## EXERCISE AIM
Each entry below needs to be reproduced exactly as given.

## RECORDS FOR THE EXERCISE
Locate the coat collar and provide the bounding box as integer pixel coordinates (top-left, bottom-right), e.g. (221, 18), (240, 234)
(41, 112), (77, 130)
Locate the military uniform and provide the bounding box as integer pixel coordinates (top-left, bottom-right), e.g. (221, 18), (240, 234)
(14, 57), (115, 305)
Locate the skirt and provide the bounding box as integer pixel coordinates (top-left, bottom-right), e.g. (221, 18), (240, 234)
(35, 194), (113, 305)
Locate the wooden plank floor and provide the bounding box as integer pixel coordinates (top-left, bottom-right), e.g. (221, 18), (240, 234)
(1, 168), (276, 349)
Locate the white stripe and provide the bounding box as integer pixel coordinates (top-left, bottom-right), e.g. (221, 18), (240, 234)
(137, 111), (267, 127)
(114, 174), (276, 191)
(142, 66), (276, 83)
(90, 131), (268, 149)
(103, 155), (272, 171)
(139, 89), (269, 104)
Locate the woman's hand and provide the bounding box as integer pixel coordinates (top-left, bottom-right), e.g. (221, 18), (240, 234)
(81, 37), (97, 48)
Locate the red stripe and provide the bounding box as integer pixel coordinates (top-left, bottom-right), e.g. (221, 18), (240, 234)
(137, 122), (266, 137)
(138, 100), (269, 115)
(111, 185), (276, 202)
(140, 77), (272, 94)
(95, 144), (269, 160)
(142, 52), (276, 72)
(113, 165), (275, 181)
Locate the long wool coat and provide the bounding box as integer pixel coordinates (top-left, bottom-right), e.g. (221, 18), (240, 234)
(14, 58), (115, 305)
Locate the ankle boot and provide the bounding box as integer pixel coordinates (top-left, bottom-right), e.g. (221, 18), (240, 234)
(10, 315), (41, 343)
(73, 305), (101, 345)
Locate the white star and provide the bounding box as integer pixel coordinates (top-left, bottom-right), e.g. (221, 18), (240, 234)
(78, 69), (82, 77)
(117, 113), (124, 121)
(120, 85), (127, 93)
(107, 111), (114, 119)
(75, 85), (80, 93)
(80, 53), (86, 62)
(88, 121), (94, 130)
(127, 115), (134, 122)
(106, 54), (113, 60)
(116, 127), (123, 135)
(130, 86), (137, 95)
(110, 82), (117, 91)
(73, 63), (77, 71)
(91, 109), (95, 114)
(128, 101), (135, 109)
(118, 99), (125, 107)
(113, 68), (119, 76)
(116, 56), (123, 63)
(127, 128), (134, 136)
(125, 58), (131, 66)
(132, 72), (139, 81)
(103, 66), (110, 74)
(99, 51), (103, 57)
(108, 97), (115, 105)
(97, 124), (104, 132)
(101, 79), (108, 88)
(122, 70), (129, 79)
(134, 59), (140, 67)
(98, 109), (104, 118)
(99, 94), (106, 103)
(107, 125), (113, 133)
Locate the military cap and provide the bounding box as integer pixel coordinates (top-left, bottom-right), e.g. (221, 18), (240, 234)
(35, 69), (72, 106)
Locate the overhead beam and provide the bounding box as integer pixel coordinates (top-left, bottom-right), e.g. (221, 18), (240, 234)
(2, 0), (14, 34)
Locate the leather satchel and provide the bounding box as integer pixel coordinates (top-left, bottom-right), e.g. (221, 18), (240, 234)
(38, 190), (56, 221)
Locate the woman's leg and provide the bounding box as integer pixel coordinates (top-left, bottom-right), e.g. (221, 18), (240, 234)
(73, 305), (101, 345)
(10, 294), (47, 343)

## SOLVED PROBLEM
Locate the coat collar and provide the bounding box as integer pixel coordinates (top-left, bottom-right), e.g. (221, 18), (240, 234)
(41, 112), (77, 130)
Locate the military uniform and provide the bounding box as integer pixel coordinates (top-left, bottom-right), e.g. (221, 18), (240, 234)
(14, 57), (115, 305)
Locate the skirt and provide the bounding box as integer pixel coordinates (top-left, bottom-right), e.g. (221, 18), (240, 234)
(35, 194), (113, 305)
Locate the wooden plank floor and provide the bounding box as integer pixel coordinates (top-left, bottom-right), e.g. (221, 18), (240, 234)
(1, 168), (276, 349)
Locate the white stripe and provide the bounding box as integer pixel coordinates (top-left, bottom-right), e.g. (221, 18), (240, 234)
(137, 111), (267, 127)
(114, 174), (276, 191)
(142, 66), (276, 83)
(90, 131), (268, 149)
(103, 155), (272, 171)
(139, 89), (269, 104)
Locate the woman's hand and provide the bounding box as integer pixel coordinates (top-left, bottom-right), e.g. (221, 18), (240, 234)
(81, 37), (97, 48)
Locate the red stripe and provide the bounding box as integer pixel coordinates (top-left, bottom-right), e.g. (221, 18), (240, 234)
(137, 122), (266, 137)
(138, 100), (269, 115)
(111, 185), (276, 202)
(140, 77), (272, 94)
(95, 144), (269, 160)
(142, 52), (276, 72)
(113, 165), (275, 181)
Locate the long wool coat and provide the bounding box as integer pixel coordinates (top-left, bottom-right), e.g. (221, 18), (240, 234)
(14, 58), (115, 305)
Locate the ankle boot and provide the bounding box as integer pixel coordinates (top-left, bottom-right), e.g. (221, 18), (240, 234)
(10, 315), (41, 343)
(73, 305), (101, 345)
Locate the white star and provide the bounding box as integer pixel coordinates (top-left, bottom-right), e.g. (221, 18), (240, 234)
(78, 69), (82, 77)
(117, 113), (124, 121)
(120, 85), (127, 93)
(107, 111), (114, 119)
(75, 85), (80, 93)
(80, 53), (86, 62)
(88, 121), (94, 130)
(127, 115), (134, 122)
(106, 54), (113, 60)
(116, 127), (123, 135)
(130, 86), (137, 95)
(110, 82), (117, 91)
(73, 63), (77, 71)
(91, 109), (95, 114)
(128, 101), (135, 109)
(118, 99), (125, 107)
(113, 68), (119, 76)
(116, 56), (123, 63)
(127, 128), (134, 136)
(125, 58), (131, 66)
(132, 72), (139, 81)
(103, 66), (110, 74)
(99, 51), (103, 57)
(108, 97), (115, 105)
(97, 124), (104, 132)
(101, 79), (108, 88)
(122, 70), (129, 79)
(134, 59), (140, 67)
(98, 109), (104, 118)
(99, 94), (106, 103)
(107, 125), (113, 133)
Locate the military cap and provide the bounding box as integer pixel coordinates (top-left, bottom-right), e.g. (221, 18), (240, 234)
(35, 69), (72, 106)
Locate the overhead beam and provide the bounding box as integer pixel coordinates (top-left, bottom-right), e.g. (221, 18), (240, 234)
(2, 0), (14, 34)
Locate the leather satchel and provide the bounding box as integer pixel coordinates (top-left, bottom-right), e.g. (221, 18), (240, 234)
(38, 190), (56, 221)
Locate the woman's leg and provide the bounding box as integer pixel coordinates (top-left, bottom-right), e.g. (221, 18), (240, 234)
(73, 305), (101, 345)
(10, 294), (47, 343)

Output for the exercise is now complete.